TEXT PROVIDED:
——————
Some facts about Chilly Gonzales: the self-proclaimed musical genius isn’t overly precious about his place in the world. He knows most people don’t have a clue who he is: a classically trained pianist with a subversive twist, as evidenced by his most recent album, Solo Piano II. He's Feist’s longtime friend and collaborator, pushing her outside the lines. He's the piano man in Drake's hip-hop club hits. And Gonzales is comfortable with this cult following — for now.
But scratch at the surface of all the things that make him “strange” and you’ll find a complex and charismatic figure who just wants to give classical music a Rap 101 makeover. Totally normal, right? Over Skype, Gonzales discusses false virtuosity, classical robots and hip-hop's warm embrace.
The last time I saw you play, I was astounded. I’ve never seen anyone interact with the piano like that.
I’m trying to be a man of my time on the piano and bring it into our modern era and treat it as the modern piece of iconography that it deserves to be treated, and mistreated as.
I like the concept of the mistreating as well. Your brain seems to gather all of these components, but then you take them apart as well.
——————
GOALS:
**a)** Identify the topics that the introduction to the interview with Chilly Gonzales says he discusses over Skype.
**b)** Extend the interview with Chilly Gonzales, beginning after its final line.

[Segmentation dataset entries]
——————
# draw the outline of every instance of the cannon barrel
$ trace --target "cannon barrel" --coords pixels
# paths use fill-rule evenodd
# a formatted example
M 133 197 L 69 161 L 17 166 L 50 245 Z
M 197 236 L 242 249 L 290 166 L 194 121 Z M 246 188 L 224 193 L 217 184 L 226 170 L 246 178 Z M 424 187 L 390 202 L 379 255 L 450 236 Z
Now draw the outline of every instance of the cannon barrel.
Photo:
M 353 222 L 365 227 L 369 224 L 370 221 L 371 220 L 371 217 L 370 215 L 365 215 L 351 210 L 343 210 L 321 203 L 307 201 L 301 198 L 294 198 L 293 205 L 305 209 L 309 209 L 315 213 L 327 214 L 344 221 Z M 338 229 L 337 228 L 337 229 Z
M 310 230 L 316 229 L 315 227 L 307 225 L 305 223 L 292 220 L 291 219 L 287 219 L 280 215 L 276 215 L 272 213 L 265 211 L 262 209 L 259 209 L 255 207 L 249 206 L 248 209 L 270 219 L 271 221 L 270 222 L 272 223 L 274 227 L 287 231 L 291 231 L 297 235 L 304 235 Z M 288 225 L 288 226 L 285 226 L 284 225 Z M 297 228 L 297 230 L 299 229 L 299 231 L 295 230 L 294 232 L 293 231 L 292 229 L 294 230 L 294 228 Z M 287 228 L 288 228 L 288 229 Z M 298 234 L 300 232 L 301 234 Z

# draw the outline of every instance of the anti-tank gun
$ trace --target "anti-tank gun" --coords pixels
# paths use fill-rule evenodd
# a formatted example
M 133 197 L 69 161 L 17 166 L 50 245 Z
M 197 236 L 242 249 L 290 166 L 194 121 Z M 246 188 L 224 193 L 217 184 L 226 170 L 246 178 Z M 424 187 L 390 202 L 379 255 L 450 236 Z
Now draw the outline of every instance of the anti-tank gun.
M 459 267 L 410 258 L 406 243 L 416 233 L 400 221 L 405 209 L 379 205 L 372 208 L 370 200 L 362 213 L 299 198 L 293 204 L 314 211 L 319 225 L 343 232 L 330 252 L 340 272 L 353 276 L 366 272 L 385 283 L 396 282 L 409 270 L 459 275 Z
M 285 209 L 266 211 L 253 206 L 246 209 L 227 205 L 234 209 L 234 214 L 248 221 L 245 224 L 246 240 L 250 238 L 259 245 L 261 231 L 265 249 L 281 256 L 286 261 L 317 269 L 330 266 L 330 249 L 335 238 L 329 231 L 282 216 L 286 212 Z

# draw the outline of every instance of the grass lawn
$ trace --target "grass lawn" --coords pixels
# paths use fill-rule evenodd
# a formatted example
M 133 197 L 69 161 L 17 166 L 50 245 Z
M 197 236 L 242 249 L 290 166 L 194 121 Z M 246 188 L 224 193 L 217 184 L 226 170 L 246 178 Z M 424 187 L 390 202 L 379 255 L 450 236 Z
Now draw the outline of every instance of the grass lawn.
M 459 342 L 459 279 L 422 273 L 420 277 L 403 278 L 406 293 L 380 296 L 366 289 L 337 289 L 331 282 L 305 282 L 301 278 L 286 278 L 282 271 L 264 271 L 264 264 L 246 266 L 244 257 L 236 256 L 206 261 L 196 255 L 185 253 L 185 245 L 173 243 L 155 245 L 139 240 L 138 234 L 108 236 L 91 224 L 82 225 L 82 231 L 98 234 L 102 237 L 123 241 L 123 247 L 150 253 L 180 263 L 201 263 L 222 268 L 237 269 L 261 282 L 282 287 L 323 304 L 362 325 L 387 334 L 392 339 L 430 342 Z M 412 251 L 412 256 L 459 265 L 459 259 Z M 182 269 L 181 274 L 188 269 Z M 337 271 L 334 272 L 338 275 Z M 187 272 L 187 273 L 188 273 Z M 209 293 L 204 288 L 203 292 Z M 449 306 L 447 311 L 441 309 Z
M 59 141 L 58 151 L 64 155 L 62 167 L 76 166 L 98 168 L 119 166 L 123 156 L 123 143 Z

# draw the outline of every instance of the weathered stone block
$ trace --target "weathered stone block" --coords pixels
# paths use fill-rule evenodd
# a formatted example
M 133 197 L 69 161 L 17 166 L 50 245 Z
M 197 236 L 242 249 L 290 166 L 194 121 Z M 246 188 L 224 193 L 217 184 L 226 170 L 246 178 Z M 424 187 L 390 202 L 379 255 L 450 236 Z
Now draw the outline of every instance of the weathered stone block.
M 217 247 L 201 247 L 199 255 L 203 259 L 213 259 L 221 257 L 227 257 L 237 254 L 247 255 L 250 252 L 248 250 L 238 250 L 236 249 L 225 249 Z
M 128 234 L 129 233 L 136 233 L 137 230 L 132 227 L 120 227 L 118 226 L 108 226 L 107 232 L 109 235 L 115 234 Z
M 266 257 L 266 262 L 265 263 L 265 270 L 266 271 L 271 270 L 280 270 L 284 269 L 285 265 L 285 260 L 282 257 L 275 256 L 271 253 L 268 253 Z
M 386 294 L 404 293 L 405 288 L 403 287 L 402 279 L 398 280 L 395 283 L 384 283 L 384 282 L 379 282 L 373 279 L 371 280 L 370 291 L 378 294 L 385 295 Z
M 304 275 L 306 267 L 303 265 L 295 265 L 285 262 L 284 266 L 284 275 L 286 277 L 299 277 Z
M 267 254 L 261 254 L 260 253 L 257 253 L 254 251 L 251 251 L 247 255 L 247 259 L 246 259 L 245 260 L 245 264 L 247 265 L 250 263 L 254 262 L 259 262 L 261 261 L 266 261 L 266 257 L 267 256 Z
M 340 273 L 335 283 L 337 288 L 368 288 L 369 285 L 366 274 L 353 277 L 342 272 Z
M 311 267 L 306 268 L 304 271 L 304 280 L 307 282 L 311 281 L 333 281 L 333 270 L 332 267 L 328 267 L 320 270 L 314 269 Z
——————
ANSWER SET:
**a)** False virtuosity, classical robots, and hip-hop's warm embrace.

**b)**
I do have a bit of a building block approach. When I call myself a musical genius, it’s also to say that I’m not particularly involved in the idea of taste. I hear a style of music and I hear what makes it that style. I hear what kind of chords and progressions, what kinds of rhythmic combination, what kinds of attitudes make it in a certain way so that it sounds like jazz, so that it sounds like bossa nova or it sounds like baroque or it sounds like electronic music or it sounds like rap. I don’t really see a taste difference.
When people say, "Wow, you go from style-to-style," well, that’s just because I see them all as equally valid in a way and I don’t try to break down the borders between styles. On the contrary, it’s by respecting them and sometimes by pointing out the rules that make them what they are, that render them ridiculous. I’m perhaps making fun of them, but never in a million years would I be interested or capable of breaking down the barriers between styles. They exist for a reason. And I not only respect those rules, but I disrespect those rules.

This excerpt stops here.